■ TO DO ■
Exact copy, pictures excluded: write out every line below.

(Extracted data entries)
____________

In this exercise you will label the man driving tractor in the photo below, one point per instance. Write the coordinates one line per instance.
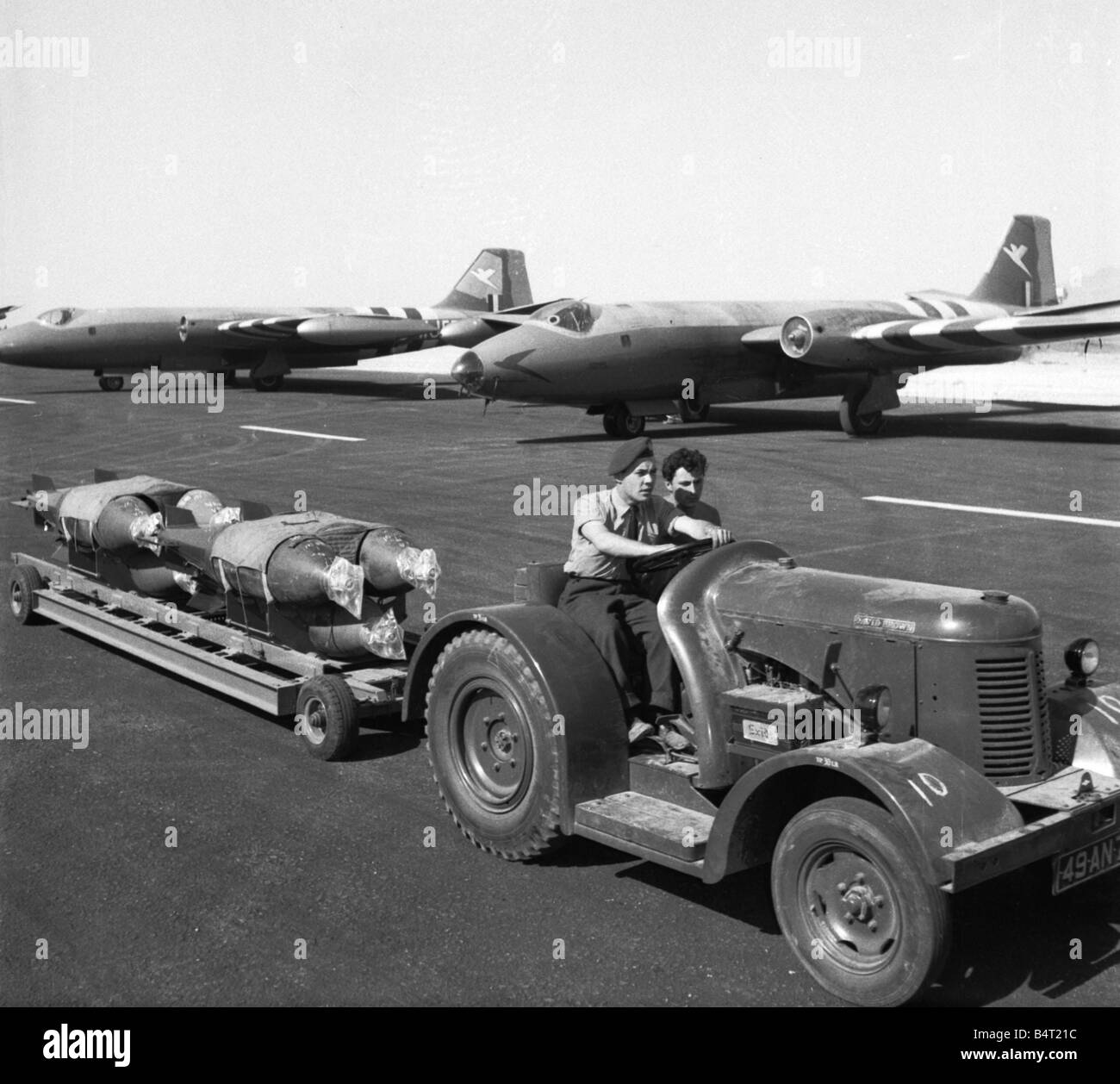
(628, 520)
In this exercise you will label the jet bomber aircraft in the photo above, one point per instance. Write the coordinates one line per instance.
(627, 362)
(265, 343)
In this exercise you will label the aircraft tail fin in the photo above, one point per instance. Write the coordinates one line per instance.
(1023, 272)
(496, 280)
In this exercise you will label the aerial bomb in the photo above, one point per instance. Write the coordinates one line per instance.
(112, 523)
(314, 580)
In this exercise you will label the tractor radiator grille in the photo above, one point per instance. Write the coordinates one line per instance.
(1011, 695)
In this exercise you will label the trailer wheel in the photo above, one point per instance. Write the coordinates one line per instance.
(25, 582)
(854, 905)
(328, 717)
(491, 748)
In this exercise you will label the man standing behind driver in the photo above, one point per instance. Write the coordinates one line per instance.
(684, 471)
(611, 526)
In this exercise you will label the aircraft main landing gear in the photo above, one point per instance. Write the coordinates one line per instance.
(691, 411)
(617, 421)
(854, 422)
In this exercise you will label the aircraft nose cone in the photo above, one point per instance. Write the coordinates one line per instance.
(470, 371)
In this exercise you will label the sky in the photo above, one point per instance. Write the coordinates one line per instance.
(287, 153)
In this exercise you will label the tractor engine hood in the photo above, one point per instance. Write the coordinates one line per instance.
(780, 591)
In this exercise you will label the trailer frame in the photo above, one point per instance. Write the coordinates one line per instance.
(204, 649)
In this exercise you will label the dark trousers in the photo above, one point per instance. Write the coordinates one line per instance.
(624, 625)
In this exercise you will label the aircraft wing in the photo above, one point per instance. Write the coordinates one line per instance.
(811, 340)
(343, 331)
(407, 369)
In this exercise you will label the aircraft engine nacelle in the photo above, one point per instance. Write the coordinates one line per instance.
(827, 335)
(796, 337)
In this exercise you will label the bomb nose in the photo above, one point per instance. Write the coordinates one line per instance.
(470, 371)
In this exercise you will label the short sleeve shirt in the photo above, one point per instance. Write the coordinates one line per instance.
(656, 522)
(699, 511)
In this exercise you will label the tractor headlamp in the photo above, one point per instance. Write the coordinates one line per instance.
(1083, 657)
(874, 707)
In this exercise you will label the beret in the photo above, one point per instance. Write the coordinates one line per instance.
(626, 455)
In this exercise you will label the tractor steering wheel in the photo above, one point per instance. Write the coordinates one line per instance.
(652, 574)
(678, 557)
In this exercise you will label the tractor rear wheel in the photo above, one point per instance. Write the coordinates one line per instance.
(491, 747)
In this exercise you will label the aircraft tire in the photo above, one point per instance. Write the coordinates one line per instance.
(857, 425)
(691, 411)
(617, 421)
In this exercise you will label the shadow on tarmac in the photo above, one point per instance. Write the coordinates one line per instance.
(1000, 423)
(1007, 934)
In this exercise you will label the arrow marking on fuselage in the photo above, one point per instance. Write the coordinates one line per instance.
(513, 363)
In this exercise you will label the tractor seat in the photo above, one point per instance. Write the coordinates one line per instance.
(540, 582)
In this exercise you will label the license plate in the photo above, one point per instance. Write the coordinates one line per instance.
(1086, 863)
(762, 732)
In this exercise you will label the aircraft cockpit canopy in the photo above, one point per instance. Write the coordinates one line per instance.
(57, 317)
(577, 316)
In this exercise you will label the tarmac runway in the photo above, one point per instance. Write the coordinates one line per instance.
(275, 847)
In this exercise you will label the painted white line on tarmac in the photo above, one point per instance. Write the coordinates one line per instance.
(301, 433)
(1008, 512)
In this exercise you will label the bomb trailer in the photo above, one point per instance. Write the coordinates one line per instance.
(963, 766)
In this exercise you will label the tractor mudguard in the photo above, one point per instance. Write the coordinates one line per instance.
(1086, 726)
(586, 713)
(937, 801)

____________

■ YOUR SOLUTION ■
In this exercise you will label the man driving tractor in the photo below, one point per instance. Write the coordinates one line per instance.
(628, 520)
In this exercise you will label the jet bomber aircraft in the photo above, one point per instance. Write the coordinates one line per instance.
(627, 362)
(265, 343)
In this exercise you will label the aircraft tail fin in the photo above, one point per instance. Write the coordinates one line per instance.
(1023, 272)
(496, 280)
In this exercise you will label the aerial bomb in the photo above, one point per instance. Write the coordinates one line per instance.
(112, 523)
(314, 580)
In this exercise you will label the tractor radiator grille in the photo above, one point per instance. Write the coordinates one line per instance.
(1011, 695)
In this exercise you will label the trailer wheel in the photo above, one point per instance. Write the coordinates one line per instance.
(25, 582)
(854, 905)
(328, 717)
(491, 748)
In this exercise you will label the man standing behind driver in the photo above, one point per instance. Write the coordinates one line per instance.
(684, 471)
(611, 526)
In this exercise you will label the aircraft main landing gear in the photo above, one point per instance. Write the coordinates one line per instance.
(691, 411)
(617, 421)
(854, 422)
In this exercise you will label the aircraft nose cone in the photo above, one point per instance. Write the coordinates one line per instance.
(470, 371)
In this exercise you will label the sky in the photo above, one point per instance. Write the coordinates one line per instance.
(287, 153)
In this exercise you will label the tractor engine hood in the photo above, one point per instance. Write the coordinates one line per instance.
(780, 591)
In this exercise you will label the trailer frame in the photo above, one point per instance. Write the coordinates one line per instance.
(204, 649)
In this exercise you will label the dark trousers in the photo above, one point per instance. Write the coordinates one line per instance.
(624, 625)
In this exercise you will label the aircraft wing in the photo above, one point per instance. Write the coordinates one line per instance.
(811, 340)
(343, 331)
(407, 369)
In this exercise you will label the aircraft engine nacelle in the photo above, one point per instance. Write the coordinates one line per instance.
(827, 335)
(796, 337)
In this exercise you will label the bomb nose in the photo above, one point per instance. Write the coordinates one line per instance.
(470, 371)
In this exercise you will label the short sleeve shirt in the photo above, one point per instance. Write the coordinates one line per instance.
(656, 522)
(699, 511)
In this exercise you will label the tractor headlamp in the photo above, one point per instance. Write the coordinates one line per instance.
(1083, 657)
(874, 707)
In this exercise you will label the beret in the photo above, one point per instance. Write the coordinates one line per instance.
(626, 455)
In this exercise you will label the tractor steering wheel in the photo above, one point per instance. Write the coordinates one line per instance.
(652, 574)
(678, 557)
In this exercise you will label the tractor rear wheel in the photo above, one point per instance. Write the coordinates one line per instance.
(491, 747)
In this exercise you will label the aircraft tire in the photo above, one point per instance. Write the coordinates one line per instance.
(857, 425)
(691, 411)
(617, 421)
In this exercise you will label the shadow on tarmac in the photo above, one point per instance. Write the coordinates one line per instance.
(1000, 423)
(1007, 934)
In this exercise you will label the arrow marking on fuselage in the photo above, one point per instance. Write the coordinates one line per instance.
(513, 363)
In this exercise you will label the tractor seat in the photo above, one point per instance. Write the coordinates one line per instance.
(540, 582)
In this exercise you will label the license plate in the photo above, one point per instance. Write the coordinates one line per instance.
(1086, 863)
(762, 732)
In this exercise you will label the aircraft cockpit canopy in the photo above, one point per instance. Write the coordinates one line per instance.
(57, 317)
(577, 316)
In this exercise you will label the tarmac runway in the photo above, one point per instance. Write the coordinates one line per instance.
(275, 847)
In this exercise you will label the painted white line on tarmac in the photo above, one point per instance. Write the coordinates one line per instance.
(301, 433)
(1008, 512)
In this exercise you will label the bomb trailer in the photo above, one point per instance. Write the coordinates one line per instance.
(963, 766)
In this exercise you will label the tractor mudguard in the photo above, one point per instance. Write the coordinates one line per instance.
(1086, 726)
(586, 713)
(937, 801)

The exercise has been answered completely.